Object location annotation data

[BEGIN]

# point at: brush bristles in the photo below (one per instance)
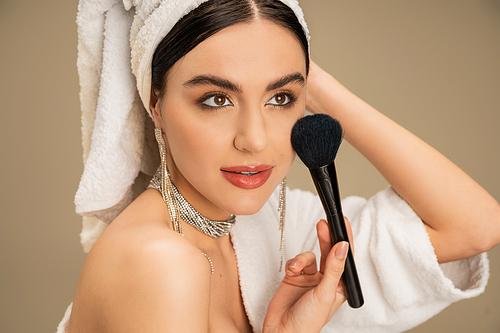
(316, 140)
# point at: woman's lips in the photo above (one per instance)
(247, 177)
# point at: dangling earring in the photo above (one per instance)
(167, 188)
(282, 210)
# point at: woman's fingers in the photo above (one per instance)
(334, 267)
(303, 263)
(325, 240)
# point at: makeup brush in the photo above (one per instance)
(316, 140)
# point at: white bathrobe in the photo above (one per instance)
(403, 284)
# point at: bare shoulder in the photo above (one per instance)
(143, 277)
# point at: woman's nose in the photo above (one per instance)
(251, 135)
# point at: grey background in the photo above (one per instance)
(433, 66)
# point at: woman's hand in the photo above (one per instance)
(307, 298)
(454, 208)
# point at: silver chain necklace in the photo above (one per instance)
(189, 214)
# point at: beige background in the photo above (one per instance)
(433, 66)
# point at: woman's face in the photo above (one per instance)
(227, 115)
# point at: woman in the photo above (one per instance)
(224, 104)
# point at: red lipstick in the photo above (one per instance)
(246, 176)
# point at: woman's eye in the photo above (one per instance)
(279, 99)
(217, 101)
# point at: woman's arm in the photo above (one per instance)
(462, 219)
(158, 282)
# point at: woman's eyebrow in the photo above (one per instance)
(295, 78)
(211, 80)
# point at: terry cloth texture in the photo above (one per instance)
(116, 42)
(402, 282)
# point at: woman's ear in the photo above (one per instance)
(154, 107)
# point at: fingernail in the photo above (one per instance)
(341, 250)
(294, 264)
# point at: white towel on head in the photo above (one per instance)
(116, 42)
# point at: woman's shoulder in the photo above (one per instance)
(139, 271)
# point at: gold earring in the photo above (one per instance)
(282, 210)
(167, 189)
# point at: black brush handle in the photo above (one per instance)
(325, 180)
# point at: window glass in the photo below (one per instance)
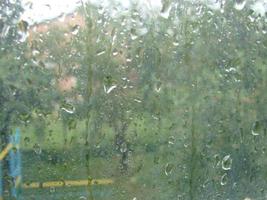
(132, 99)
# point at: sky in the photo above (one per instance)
(39, 10)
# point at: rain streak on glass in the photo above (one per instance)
(227, 162)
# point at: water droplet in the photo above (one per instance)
(101, 52)
(67, 107)
(108, 90)
(27, 140)
(166, 8)
(52, 189)
(37, 149)
(224, 179)
(123, 148)
(75, 30)
(134, 35)
(240, 4)
(257, 128)
(171, 140)
(168, 168)
(227, 162)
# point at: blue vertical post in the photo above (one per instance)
(15, 163)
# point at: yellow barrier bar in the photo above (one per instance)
(5, 152)
(71, 183)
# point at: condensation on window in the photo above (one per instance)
(131, 99)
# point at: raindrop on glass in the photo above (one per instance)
(168, 168)
(256, 128)
(240, 4)
(227, 162)
(224, 179)
(67, 107)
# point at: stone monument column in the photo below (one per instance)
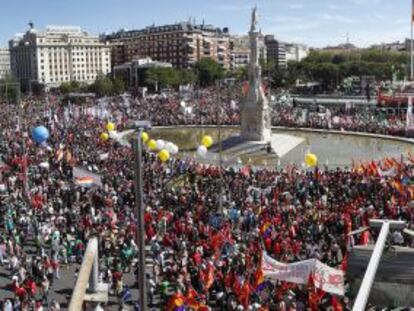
(255, 114)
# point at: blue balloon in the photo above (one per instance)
(40, 134)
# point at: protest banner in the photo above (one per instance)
(328, 279)
(297, 272)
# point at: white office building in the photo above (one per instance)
(4, 62)
(240, 51)
(296, 52)
(60, 54)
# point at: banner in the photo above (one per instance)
(409, 117)
(297, 272)
(328, 279)
(85, 178)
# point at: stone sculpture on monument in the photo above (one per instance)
(255, 116)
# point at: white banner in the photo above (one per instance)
(328, 279)
(409, 117)
(297, 272)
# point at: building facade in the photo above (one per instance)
(60, 54)
(276, 51)
(4, 62)
(296, 52)
(240, 50)
(133, 72)
(181, 44)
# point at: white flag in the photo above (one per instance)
(409, 117)
(328, 279)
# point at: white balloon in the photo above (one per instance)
(113, 135)
(175, 149)
(169, 146)
(202, 151)
(45, 165)
(160, 144)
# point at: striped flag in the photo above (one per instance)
(126, 295)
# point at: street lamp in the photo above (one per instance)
(23, 149)
(140, 126)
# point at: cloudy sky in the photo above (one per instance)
(313, 22)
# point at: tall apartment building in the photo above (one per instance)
(57, 55)
(181, 44)
(4, 62)
(276, 51)
(296, 52)
(240, 51)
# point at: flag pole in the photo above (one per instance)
(411, 43)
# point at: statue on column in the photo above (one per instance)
(255, 121)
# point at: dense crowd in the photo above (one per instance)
(205, 257)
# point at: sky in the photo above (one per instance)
(316, 23)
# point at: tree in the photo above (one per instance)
(8, 87)
(241, 73)
(208, 71)
(119, 85)
(102, 86)
(37, 88)
(187, 76)
(152, 77)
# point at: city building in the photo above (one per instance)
(296, 52)
(276, 51)
(393, 46)
(181, 44)
(133, 72)
(240, 50)
(4, 62)
(60, 54)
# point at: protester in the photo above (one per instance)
(203, 258)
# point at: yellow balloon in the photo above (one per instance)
(104, 136)
(163, 155)
(110, 126)
(144, 137)
(152, 144)
(207, 141)
(311, 160)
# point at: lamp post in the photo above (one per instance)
(23, 141)
(140, 126)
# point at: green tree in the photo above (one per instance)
(208, 71)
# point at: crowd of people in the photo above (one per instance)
(204, 224)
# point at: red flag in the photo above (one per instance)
(210, 276)
(344, 264)
(244, 296)
(245, 171)
(364, 238)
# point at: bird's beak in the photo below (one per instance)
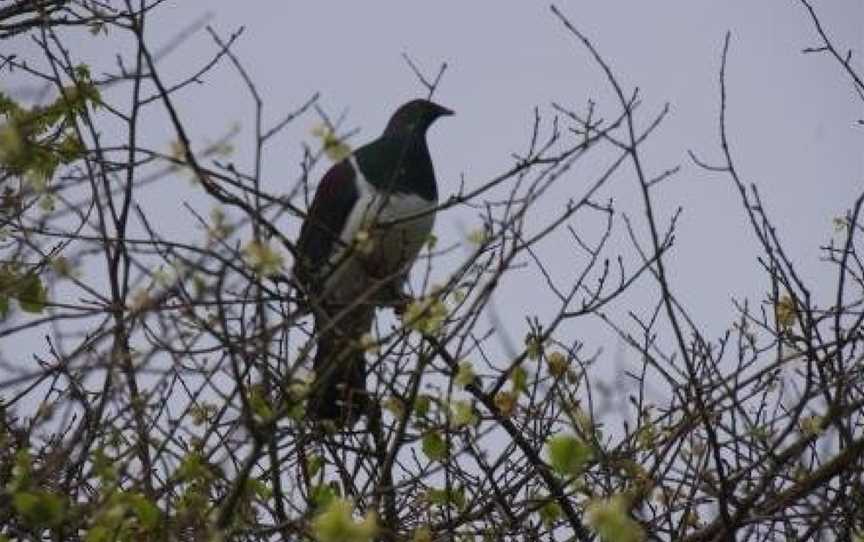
(444, 112)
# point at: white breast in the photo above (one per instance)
(390, 251)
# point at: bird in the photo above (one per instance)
(371, 214)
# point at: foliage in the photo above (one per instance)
(156, 357)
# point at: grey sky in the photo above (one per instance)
(791, 115)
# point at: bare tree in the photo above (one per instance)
(157, 384)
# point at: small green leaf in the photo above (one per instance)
(434, 446)
(148, 514)
(422, 405)
(465, 375)
(610, 519)
(550, 513)
(519, 379)
(462, 413)
(31, 294)
(337, 524)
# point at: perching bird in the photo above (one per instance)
(354, 253)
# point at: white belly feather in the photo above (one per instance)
(377, 253)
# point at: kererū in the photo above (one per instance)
(354, 253)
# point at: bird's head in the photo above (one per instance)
(415, 117)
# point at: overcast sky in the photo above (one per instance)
(792, 116)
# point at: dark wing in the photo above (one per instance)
(335, 197)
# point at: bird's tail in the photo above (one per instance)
(339, 391)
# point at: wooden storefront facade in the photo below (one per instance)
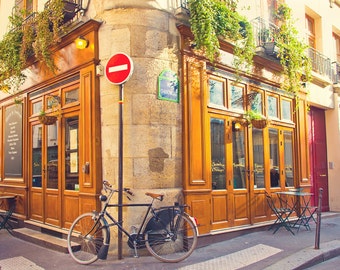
(54, 167)
(229, 165)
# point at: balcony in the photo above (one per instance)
(264, 36)
(321, 64)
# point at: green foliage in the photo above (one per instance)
(211, 19)
(292, 52)
(27, 38)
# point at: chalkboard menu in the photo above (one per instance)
(13, 141)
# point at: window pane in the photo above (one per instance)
(71, 96)
(71, 154)
(52, 156)
(255, 101)
(274, 158)
(286, 110)
(258, 158)
(239, 159)
(36, 155)
(217, 130)
(236, 97)
(37, 107)
(272, 106)
(288, 149)
(216, 92)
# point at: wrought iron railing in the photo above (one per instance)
(264, 31)
(336, 72)
(182, 4)
(321, 64)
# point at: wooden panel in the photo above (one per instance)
(241, 209)
(52, 209)
(36, 209)
(200, 209)
(70, 211)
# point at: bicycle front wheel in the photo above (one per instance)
(175, 242)
(85, 238)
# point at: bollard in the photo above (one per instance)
(318, 220)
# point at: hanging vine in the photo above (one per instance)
(296, 64)
(29, 38)
(214, 19)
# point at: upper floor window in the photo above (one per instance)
(310, 28)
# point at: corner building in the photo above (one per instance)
(188, 144)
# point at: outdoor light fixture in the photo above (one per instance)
(81, 43)
(237, 125)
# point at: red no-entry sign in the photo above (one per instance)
(119, 68)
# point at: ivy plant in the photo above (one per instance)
(214, 19)
(29, 35)
(296, 65)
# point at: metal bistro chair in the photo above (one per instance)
(282, 215)
(5, 216)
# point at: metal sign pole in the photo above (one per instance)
(120, 170)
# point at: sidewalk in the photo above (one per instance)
(253, 251)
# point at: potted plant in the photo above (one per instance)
(291, 51)
(256, 119)
(214, 19)
(29, 36)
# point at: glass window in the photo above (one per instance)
(216, 89)
(258, 158)
(272, 106)
(37, 107)
(254, 99)
(274, 158)
(239, 160)
(236, 93)
(288, 155)
(71, 96)
(72, 154)
(286, 110)
(52, 156)
(36, 155)
(218, 168)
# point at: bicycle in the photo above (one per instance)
(168, 233)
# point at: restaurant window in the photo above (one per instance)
(218, 167)
(258, 157)
(239, 158)
(286, 110)
(272, 104)
(72, 153)
(216, 92)
(236, 96)
(274, 157)
(288, 157)
(255, 101)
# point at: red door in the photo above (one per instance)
(318, 155)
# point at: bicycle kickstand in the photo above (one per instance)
(135, 249)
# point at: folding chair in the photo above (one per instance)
(282, 215)
(5, 217)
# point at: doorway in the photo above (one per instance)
(53, 156)
(318, 155)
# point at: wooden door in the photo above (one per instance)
(44, 168)
(318, 155)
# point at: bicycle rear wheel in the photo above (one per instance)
(85, 238)
(175, 242)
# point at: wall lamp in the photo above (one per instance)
(81, 43)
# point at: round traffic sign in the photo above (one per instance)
(119, 68)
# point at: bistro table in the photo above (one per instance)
(300, 204)
(5, 215)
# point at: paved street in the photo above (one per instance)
(254, 251)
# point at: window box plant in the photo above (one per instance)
(255, 119)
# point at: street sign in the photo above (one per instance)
(119, 68)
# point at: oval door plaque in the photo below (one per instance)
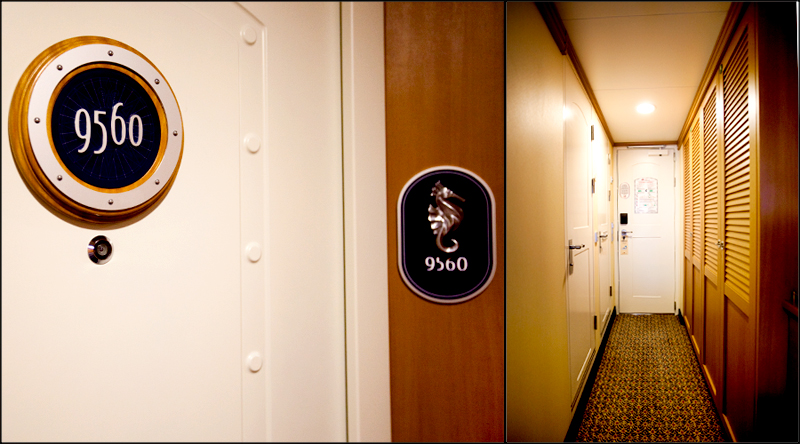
(446, 234)
(95, 130)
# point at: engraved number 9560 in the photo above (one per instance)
(436, 264)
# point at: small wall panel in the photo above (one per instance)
(738, 404)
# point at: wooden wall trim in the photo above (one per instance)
(735, 15)
(658, 142)
(556, 26)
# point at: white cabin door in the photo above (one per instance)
(578, 245)
(646, 243)
(220, 315)
(602, 198)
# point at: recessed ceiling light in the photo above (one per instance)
(645, 108)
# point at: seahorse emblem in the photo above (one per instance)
(445, 216)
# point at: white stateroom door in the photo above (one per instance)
(602, 199)
(646, 244)
(220, 316)
(577, 177)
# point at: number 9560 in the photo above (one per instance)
(436, 264)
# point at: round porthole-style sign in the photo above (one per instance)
(446, 234)
(95, 130)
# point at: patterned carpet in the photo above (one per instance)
(649, 387)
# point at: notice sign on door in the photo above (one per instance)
(645, 195)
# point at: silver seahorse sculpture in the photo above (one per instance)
(445, 216)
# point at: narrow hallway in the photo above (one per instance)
(649, 387)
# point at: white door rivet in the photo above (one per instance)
(254, 361)
(252, 142)
(253, 251)
(249, 35)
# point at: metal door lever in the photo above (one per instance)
(573, 247)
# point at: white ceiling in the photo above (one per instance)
(634, 52)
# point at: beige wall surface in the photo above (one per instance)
(537, 372)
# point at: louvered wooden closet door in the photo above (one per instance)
(712, 338)
(738, 215)
(686, 149)
(698, 303)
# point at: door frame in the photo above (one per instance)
(677, 223)
(365, 223)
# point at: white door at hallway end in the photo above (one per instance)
(646, 221)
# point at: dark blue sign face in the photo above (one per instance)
(446, 235)
(106, 128)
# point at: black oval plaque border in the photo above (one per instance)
(413, 286)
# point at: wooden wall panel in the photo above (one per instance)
(778, 221)
(739, 404)
(748, 310)
(445, 106)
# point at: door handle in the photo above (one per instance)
(573, 247)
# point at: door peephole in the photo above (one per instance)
(100, 250)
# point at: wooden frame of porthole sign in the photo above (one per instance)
(95, 130)
(458, 265)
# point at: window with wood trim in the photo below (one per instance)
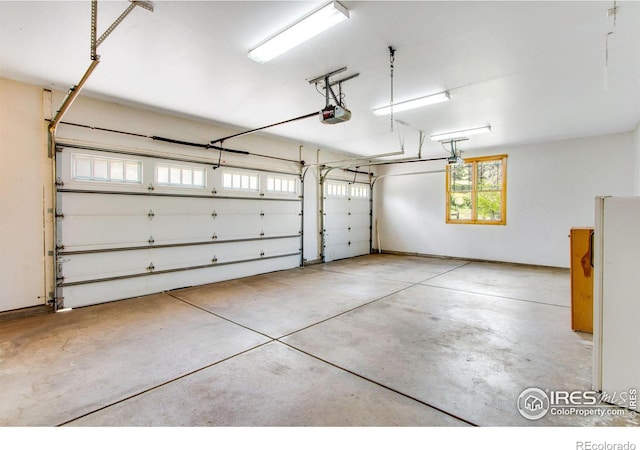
(477, 191)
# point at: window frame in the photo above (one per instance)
(241, 173)
(181, 168)
(354, 191)
(275, 178)
(337, 189)
(75, 157)
(474, 191)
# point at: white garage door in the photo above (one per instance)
(346, 220)
(131, 225)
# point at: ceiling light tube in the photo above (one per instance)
(412, 104)
(304, 29)
(461, 133)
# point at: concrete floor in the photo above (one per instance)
(379, 340)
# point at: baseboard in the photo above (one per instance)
(456, 258)
(22, 313)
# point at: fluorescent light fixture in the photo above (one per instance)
(461, 133)
(412, 104)
(304, 29)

[END]

AIM OF THE TASK: Pictures are left out; print exactly the lines from the one holding "# point at: louvered" through the last line of the listing above, both included.

WRITTEN SOLUTION:
# point at: louvered wooden closet door in the photo above (one per instance)
(712, 338)
(738, 215)
(686, 149)
(698, 303)
# point at: door frame in the photo above (one per instance)
(677, 223)
(365, 223)
# point at: white door at hallway end in the photo above (one per instance)
(646, 221)
# point at: dark blue sign face in the photo above (one per instance)
(446, 235)
(106, 128)
# point at: black oval plaque border in the photo above (one per instance)
(413, 286)
# point at: wooden wall panel in the photo above (one per instance)
(778, 221)
(739, 404)
(748, 310)
(445, 106)
# point at: door handle in the photo above (one per instance)
(573, 247)
# point at: door peephole in the photo above (one per instance)
(100, 250)
# point at: wooden frame of porthole sign in the photo above (one per instance)
(95, 130)
(458, 265)
# point at: window with wood trim in the photo below (one per instance)
(477, 191)
# point at: window frame in the photo above (one per instance)
(241, 173)
(181, 168)
(354, 191)
(275, 178)
(337, 189)
(75, 157)
(474, 191)
# point at: white garage door in the photo above (one per instance)
(346, 220)
(131, 225)
# point at: ceiling light tube in the photo above (one per instance)
(412, 104)
(304, 29)
(461, 133)
# point at: concrete floor in the photo above (one per instance)
(379, 340)
# point at: baseboard in the photo above (one per instance)
(456, 258)
(22, 313)
# point at: fluorescent light fixture in the photo above (one per instance)
(461, 133)
(412, 104)
(304, 29)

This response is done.